--- begin DATA SUPPLIED ---

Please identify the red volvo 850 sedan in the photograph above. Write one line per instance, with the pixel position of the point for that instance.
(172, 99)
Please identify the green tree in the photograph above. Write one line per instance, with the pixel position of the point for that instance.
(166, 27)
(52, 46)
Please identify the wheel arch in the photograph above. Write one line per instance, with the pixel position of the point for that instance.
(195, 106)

--- end DATA SUPPLIED ---
--- begin DATA SUPPLIED ---

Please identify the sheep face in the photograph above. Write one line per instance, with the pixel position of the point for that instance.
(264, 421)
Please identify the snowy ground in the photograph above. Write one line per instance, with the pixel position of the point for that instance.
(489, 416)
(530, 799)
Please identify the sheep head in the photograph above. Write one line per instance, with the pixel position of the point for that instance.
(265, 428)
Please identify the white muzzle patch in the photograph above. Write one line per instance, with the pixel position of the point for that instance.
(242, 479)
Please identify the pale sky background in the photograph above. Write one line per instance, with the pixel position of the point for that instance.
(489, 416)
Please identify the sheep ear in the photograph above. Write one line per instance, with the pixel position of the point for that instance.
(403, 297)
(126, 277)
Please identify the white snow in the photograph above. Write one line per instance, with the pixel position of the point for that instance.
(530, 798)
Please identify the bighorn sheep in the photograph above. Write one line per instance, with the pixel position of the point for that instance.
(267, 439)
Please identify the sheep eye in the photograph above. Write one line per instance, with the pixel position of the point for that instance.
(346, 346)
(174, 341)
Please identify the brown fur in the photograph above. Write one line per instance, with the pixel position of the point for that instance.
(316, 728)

--- end DATA SUPPLIED ---

[PROBLEM DESCRIPTION] Report each line of the records above that contains the string "white", copying every such line in full.

[WRITTEN ANSWER]
Please identify the white muzzle patch in the photograph above. Write one line per instance, with the pixel position of the point for that instance.
Please identify the white snow in the photograph above. Write one line per instance, with the pixel position of the point for that instance.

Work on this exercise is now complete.